» **Selected text**
Clearly defined risk fields
A prerequisite of systematic risk management is that risks are identified in a timely fashion. The central, currently identified risks to which the Haniel Group is anticipated to be exposed over the short- and medium-term are listed below. The identified risks are assigned to ranges in terms of their probability of occurrence and amount of damage, with the amount of damage presented as a possible impact on profit per year. Risk mitigation countermeasures are incorporated before assigning risks to the ranges. By combining the two criteria – probability of occurrence and amount of damage – the individual risks are allocated to the following categories in the Haniel risk matrix: “significant risks”, “material risks” and “other risks”. The central, identified risks are presented below broken down by these categories, commencing with “significant”.

» **Dataset extract**
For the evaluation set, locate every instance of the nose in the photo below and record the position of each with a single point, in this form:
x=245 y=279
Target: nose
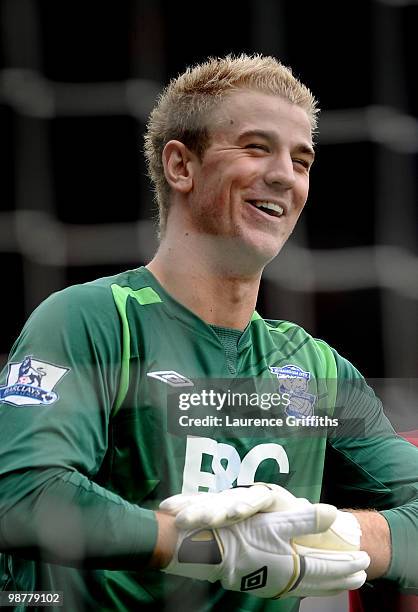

» **Prompt 1**
Answer these questions about the passage on Haniel's risk fields:
(a) In what form is the amount of damage presented?
(b) At what point are risk mitigation countermeasures incorporated?
(c) With which category does the presentation of the central, identified risks begin?
» **Prompt 2**
Carry on the passage on Haniel's risk fields, picking up after its final sentence.

» **Task output 1**
(a) As a possible impact on profit per year.
(b) Before the risks are assigned to the ranges.
(c) With "significant risks."

» **Task output 2**
Investments: Haniel holds a substantial equity interest in the METRO GROUP in particular. Factors that exert an unfavourable influence on the consolidated profit of METRO AG also have a negative effect on Haniel Group’s net investment income or could have a negative effect on the carrying amount of the investment. This risk in the Haniel Group must be classified as significant due to the size of the interest in the METRO GROUP. Risks to which the METRO GROUP is exposed arise in particular from changes in consumption patterns and customer expectations of retailers, as well as increasing competitive pressure from e-commerce. If the METRO GROUP fails to react appropriately to these challenges and fails to successfully implement the transformation projects it has launched, this may have a detrimental impact on its business development. In addition, a deterioration of the macroeconomic environment and an erroneous assessment of markets for international expansion could also have a negative effect on METRO GROUP’s business. The task of managing these risks primarily falls to the management of the METRO GROUP. As the largest shareholder, Haniel supports management in managing these risks with its representatives on the supervisory board and by exercising ownership rights in the Annual General Meeting.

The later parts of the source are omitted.